◆ Source data:
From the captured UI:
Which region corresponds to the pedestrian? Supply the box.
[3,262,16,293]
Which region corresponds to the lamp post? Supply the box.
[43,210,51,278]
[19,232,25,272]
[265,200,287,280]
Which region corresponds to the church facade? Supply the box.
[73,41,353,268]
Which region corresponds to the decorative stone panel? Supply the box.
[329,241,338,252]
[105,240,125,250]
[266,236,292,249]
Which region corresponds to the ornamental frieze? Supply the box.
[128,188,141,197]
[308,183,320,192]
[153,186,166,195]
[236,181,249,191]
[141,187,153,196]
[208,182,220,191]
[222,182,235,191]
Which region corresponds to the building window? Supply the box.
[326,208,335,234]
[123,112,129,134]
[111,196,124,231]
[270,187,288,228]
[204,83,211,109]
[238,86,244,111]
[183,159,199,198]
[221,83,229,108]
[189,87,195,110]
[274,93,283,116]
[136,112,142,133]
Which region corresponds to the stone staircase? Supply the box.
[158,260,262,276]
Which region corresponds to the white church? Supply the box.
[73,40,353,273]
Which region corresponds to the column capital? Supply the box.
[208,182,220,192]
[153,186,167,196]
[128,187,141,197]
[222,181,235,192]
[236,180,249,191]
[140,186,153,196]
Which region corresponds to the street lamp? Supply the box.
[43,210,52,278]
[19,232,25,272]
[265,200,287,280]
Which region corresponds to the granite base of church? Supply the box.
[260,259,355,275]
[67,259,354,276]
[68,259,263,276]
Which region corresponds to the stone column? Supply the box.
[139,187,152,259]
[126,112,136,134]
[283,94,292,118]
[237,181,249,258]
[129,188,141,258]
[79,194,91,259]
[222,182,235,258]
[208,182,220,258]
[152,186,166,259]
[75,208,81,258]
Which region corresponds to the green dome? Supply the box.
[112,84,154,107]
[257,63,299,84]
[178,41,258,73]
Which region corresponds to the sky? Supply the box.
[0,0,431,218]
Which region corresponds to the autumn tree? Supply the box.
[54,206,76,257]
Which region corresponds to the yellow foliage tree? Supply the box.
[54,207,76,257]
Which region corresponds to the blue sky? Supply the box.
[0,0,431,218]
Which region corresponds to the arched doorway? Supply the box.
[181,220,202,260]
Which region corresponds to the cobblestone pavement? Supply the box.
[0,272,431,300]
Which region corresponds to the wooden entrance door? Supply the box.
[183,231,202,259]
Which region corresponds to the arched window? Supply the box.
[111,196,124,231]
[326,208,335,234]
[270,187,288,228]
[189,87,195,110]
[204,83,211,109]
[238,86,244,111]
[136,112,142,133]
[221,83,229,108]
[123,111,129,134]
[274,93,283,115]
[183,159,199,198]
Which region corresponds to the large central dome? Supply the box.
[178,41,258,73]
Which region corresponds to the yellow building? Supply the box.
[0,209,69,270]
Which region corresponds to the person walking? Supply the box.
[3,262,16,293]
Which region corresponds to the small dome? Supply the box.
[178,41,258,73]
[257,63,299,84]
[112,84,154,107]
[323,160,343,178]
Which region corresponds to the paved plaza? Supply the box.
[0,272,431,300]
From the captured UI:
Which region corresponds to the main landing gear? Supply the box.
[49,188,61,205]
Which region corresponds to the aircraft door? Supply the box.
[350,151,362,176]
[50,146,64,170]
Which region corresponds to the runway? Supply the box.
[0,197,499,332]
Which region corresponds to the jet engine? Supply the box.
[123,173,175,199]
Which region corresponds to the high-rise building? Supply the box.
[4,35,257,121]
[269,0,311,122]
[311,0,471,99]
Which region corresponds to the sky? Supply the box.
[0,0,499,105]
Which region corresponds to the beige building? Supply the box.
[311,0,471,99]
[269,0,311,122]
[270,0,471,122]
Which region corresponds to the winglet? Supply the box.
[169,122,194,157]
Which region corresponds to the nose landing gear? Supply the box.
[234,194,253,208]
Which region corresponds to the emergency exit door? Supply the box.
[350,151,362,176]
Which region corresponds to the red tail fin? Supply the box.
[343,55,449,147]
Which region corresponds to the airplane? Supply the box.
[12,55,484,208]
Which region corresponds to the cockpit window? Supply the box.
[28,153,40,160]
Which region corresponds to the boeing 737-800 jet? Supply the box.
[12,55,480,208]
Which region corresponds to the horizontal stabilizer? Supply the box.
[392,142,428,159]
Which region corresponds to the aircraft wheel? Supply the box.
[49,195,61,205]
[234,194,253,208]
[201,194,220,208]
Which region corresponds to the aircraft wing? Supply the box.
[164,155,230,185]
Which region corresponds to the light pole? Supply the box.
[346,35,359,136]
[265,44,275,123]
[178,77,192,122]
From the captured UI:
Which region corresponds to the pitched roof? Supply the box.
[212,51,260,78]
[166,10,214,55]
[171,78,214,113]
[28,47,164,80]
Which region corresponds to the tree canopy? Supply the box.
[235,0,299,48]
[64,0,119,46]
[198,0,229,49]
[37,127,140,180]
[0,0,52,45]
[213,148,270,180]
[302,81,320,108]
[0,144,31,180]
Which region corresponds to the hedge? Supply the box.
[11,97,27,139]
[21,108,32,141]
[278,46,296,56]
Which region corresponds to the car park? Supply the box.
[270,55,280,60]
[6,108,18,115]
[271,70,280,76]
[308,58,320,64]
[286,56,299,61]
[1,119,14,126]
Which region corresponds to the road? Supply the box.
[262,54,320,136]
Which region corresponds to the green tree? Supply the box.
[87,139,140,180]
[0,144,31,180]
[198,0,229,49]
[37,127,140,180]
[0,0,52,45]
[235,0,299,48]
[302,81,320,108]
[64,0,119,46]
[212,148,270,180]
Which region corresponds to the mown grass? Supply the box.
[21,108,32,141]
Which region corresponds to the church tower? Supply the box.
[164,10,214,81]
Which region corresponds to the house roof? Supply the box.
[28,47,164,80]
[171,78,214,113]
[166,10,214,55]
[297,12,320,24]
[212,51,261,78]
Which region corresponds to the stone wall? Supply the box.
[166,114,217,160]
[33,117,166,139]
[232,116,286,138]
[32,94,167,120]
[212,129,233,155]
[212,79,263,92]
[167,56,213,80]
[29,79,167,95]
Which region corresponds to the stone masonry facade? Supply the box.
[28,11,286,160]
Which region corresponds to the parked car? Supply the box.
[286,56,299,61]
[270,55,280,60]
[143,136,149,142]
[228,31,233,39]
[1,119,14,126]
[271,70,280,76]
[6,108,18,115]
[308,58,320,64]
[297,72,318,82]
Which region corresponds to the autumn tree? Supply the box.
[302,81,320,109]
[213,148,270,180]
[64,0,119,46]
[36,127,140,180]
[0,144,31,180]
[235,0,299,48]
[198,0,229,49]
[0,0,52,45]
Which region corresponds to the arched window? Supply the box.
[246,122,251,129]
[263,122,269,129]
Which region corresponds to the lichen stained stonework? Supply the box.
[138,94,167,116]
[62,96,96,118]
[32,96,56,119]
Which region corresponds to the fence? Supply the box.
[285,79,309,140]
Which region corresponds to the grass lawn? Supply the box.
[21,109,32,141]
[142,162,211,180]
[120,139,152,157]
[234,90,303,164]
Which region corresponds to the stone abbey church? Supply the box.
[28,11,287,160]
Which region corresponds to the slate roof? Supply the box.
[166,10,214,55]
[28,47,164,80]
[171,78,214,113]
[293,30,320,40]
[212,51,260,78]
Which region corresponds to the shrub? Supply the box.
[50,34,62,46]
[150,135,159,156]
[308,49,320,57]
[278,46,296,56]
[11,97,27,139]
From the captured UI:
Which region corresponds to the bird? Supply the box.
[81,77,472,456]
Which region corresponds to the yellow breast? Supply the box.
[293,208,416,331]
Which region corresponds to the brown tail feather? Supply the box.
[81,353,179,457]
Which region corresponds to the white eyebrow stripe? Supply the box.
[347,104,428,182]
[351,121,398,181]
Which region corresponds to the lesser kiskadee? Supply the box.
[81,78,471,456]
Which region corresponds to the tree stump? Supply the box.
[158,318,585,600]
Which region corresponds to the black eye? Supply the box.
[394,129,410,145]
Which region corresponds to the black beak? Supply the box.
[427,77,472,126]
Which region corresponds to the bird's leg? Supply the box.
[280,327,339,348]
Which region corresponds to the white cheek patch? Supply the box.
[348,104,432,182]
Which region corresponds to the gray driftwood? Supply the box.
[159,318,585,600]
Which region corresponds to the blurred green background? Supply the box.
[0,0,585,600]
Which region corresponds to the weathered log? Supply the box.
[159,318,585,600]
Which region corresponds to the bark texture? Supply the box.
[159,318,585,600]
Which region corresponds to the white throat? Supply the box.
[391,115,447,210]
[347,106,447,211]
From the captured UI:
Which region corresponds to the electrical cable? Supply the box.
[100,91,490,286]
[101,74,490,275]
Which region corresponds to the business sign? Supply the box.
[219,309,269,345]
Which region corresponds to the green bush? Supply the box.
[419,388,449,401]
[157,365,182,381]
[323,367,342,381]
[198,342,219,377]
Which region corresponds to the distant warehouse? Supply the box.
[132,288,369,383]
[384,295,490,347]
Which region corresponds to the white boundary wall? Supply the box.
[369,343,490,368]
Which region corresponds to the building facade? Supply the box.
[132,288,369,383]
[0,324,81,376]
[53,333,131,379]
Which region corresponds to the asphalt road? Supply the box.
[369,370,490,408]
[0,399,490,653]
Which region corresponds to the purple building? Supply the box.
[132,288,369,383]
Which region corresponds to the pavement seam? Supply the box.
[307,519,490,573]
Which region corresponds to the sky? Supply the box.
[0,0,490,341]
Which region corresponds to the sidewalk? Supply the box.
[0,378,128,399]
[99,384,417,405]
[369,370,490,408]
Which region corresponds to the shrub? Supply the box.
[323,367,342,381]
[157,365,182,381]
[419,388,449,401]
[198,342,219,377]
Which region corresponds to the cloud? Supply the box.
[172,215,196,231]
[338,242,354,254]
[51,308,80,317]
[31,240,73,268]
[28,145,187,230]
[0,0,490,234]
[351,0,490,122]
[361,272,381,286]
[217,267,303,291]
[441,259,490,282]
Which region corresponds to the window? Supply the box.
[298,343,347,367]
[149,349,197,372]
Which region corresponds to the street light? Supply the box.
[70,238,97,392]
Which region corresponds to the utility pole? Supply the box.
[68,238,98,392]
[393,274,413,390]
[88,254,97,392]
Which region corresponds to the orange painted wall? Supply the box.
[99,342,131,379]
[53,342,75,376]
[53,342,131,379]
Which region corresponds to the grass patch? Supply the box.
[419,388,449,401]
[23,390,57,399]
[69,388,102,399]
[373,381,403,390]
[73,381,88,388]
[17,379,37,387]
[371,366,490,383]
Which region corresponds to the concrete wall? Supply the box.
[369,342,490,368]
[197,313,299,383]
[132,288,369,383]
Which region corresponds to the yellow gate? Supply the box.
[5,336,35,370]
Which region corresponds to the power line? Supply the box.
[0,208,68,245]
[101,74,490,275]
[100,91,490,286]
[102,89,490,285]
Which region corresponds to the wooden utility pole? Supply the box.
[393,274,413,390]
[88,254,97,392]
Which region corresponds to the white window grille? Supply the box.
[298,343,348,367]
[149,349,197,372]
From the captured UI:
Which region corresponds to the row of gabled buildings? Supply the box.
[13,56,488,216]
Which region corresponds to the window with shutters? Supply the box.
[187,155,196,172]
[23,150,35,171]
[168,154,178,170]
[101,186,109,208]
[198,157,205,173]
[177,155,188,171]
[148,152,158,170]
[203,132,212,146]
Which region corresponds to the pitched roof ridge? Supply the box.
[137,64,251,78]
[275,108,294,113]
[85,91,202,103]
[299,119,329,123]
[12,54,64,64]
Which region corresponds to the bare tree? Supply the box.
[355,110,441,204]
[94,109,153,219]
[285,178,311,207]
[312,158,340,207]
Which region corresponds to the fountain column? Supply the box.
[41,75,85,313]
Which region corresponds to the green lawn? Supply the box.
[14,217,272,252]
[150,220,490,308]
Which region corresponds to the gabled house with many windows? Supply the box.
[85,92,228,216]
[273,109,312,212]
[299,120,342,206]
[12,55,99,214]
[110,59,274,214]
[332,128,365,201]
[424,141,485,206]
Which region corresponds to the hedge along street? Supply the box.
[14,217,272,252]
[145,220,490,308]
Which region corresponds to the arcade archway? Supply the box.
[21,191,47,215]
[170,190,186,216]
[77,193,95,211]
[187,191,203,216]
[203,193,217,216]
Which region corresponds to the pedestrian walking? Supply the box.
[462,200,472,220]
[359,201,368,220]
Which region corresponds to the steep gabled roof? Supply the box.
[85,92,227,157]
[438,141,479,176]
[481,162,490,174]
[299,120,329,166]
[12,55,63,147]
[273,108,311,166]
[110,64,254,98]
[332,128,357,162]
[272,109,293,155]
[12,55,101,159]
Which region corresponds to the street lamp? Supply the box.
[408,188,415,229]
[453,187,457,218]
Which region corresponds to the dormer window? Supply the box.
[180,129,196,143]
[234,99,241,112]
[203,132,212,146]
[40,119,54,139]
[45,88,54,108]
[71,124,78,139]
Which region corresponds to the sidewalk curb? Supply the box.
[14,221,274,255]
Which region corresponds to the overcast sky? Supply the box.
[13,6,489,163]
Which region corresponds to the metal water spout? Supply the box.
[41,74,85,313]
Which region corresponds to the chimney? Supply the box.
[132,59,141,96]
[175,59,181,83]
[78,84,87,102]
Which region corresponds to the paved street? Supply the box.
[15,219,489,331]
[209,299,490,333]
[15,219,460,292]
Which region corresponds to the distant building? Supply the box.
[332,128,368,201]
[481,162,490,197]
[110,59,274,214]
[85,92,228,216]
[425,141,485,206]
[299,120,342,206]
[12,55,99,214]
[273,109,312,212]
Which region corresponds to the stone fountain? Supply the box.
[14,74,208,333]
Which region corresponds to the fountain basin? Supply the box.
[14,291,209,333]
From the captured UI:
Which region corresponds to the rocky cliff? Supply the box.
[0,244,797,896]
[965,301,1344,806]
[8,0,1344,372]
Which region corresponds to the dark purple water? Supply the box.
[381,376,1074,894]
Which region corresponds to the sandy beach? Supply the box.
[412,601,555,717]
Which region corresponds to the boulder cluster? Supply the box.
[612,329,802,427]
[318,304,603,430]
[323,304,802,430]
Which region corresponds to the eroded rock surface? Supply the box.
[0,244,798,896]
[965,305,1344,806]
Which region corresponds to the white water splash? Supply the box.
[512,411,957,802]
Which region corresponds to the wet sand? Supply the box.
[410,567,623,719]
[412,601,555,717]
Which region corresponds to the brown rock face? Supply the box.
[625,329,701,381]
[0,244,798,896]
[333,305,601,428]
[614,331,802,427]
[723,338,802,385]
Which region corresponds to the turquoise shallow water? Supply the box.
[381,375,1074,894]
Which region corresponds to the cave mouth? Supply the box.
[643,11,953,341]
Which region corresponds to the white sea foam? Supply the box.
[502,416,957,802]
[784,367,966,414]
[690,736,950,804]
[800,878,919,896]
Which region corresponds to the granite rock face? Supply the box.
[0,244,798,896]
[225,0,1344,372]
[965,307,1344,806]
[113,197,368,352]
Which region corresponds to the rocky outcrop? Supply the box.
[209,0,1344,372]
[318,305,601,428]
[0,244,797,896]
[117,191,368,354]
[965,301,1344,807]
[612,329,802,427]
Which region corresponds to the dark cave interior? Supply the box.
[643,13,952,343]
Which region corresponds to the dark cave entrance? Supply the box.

◆ Task directions: Copy each line of the data word for word, starting from the first line and ending with the line that contains "[73,41,353,268]".

◆ Solution to the exercise:
From the captured UI:
Which region corresponds to the pedestrian? Supply the box.
[3,262,16,293]
Which region corresponds to the lamp post? Supply the box.
[43,210,51,278]
[19,232,25,272]
[265,200,287,280]
Which region corresponds to the church facade? Supply the box.
[73,41,353,268]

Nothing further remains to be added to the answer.